----- THE RECORDS

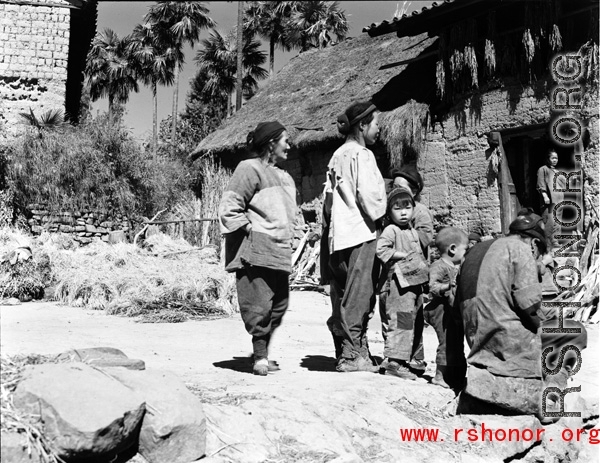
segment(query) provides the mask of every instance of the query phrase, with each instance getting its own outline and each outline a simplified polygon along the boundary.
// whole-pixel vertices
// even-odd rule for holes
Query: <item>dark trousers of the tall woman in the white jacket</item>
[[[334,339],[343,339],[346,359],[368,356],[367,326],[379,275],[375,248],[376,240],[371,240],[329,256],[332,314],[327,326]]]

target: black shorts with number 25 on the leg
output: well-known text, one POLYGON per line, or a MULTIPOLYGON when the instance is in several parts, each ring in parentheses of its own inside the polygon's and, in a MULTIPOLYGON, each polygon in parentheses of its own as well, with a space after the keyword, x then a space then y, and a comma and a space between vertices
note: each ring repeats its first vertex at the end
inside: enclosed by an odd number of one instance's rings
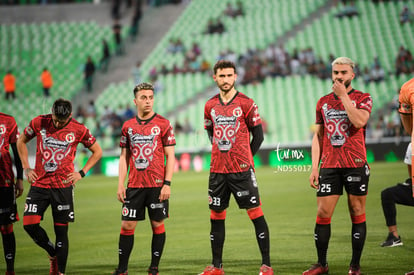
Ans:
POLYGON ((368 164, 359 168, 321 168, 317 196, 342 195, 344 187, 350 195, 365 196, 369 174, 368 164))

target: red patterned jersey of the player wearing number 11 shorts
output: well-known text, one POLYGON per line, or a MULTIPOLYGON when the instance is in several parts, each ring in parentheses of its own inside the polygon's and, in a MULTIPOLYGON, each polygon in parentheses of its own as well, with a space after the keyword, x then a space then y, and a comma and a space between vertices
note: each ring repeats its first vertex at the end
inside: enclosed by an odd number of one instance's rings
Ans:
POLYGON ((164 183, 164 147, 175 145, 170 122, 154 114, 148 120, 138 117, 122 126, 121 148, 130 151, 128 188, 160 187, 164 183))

----------
----- THE RECORDS

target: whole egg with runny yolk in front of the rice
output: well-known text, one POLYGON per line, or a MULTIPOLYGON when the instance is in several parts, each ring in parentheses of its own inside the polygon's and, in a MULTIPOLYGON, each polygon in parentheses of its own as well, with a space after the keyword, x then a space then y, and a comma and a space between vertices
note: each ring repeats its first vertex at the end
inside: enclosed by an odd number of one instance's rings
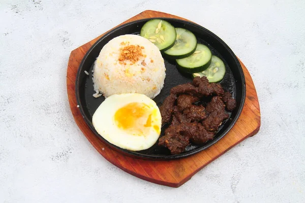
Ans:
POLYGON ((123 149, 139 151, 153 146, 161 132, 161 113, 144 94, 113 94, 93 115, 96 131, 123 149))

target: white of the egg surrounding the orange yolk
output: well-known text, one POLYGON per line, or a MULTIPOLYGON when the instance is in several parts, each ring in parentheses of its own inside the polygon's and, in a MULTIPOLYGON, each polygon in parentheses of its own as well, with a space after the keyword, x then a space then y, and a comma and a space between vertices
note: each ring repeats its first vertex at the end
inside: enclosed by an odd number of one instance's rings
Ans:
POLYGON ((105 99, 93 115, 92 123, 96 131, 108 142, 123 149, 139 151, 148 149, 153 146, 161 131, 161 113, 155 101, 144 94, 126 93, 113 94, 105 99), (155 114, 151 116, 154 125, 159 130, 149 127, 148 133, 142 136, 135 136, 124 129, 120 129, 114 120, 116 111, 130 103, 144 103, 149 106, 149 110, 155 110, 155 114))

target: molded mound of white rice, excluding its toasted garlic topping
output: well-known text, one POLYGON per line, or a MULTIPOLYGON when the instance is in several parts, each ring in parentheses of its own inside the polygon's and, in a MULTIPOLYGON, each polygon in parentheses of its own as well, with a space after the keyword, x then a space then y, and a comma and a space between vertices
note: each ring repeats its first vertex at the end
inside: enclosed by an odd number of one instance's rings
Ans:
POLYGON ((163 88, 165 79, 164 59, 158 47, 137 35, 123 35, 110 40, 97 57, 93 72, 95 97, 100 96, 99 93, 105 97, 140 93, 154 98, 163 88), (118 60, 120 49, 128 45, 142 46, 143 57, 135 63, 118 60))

----------

→ **EXERCISE BRIEF**: Copy out every line from the material above in which the word "yolk" appears.

→ **ANSWER BOX**:
target: whole egg with runny yolk in front of the rice
target: white of the egg surrounding the orange yolk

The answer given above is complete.